* **RECORDS SHOWN**
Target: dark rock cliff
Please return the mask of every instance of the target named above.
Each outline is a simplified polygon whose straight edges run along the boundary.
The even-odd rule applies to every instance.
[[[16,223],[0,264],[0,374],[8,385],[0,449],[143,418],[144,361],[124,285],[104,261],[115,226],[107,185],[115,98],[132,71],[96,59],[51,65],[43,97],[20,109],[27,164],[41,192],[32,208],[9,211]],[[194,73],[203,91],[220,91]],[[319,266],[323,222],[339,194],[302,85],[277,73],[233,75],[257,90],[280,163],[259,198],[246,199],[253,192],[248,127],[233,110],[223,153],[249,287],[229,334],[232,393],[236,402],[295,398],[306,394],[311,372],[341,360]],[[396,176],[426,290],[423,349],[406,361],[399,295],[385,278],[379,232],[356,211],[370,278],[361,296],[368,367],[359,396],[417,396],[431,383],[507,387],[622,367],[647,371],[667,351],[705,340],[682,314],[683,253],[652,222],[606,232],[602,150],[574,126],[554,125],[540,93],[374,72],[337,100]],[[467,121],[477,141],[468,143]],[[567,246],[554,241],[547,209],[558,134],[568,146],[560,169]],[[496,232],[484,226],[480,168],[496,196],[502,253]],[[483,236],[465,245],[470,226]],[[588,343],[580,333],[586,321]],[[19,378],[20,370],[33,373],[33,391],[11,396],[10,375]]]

* **TASK DETAILS**
Reply with exactly the lines above from the one that contains "Each outline is" through the final line of the material, and with nothing else.

* **RESPONSE**
Each outline is a simplified polygon whose straight edges run along the boundary.
The even-odd rule applies to every instance.
[[[16,223],[0,264],[0,374],[8,385],[0,449],[143,418],[144,361],[124,285],[104,261],[115,226],[107,185],[115,98],[132,71],[96,59],[51,65],[43,97],[20,109],[27,164],[41,192],[32,208],[9,211]],[[194,73],[203,91],[220,91]],[[319,266],[323,222],[339,194],[302,85],[277,73],[233,75],[257,90],[280,163],[259,198],[246,199],[253,192],[248,127],[233,110],[223,153],[249,287],[229,334],[232,393],[236,402],[295,398],[306,394],[311,372],[341,360]],[[396,176],[426,290],[423,349],[406,361],[399,295],[385,278],[379,232],[356,211],[370,278],[361,296],[368,367],[359,396],[417,396],[431,383],[507,387],[622,367],[647,371],[667,351],[705,340],[682,314],[683,253],[652,222],[606,232],[602,150],[574,126],[554,125],[540,93],[374,72],[337,100]],[[467,121],[477,141],[468,143]],[[567,246],[554,241],[547,209],[558,134],[568,146],[560,169]],[[496,232],[484,226],[480,168],[496,196],[502,253]],[[483,236],[465,245],[470,226]],[[588,343],[580,333],[586,321]],[[19,378],[20,370],[33,373],[33,391],[11,396],[10,375]]]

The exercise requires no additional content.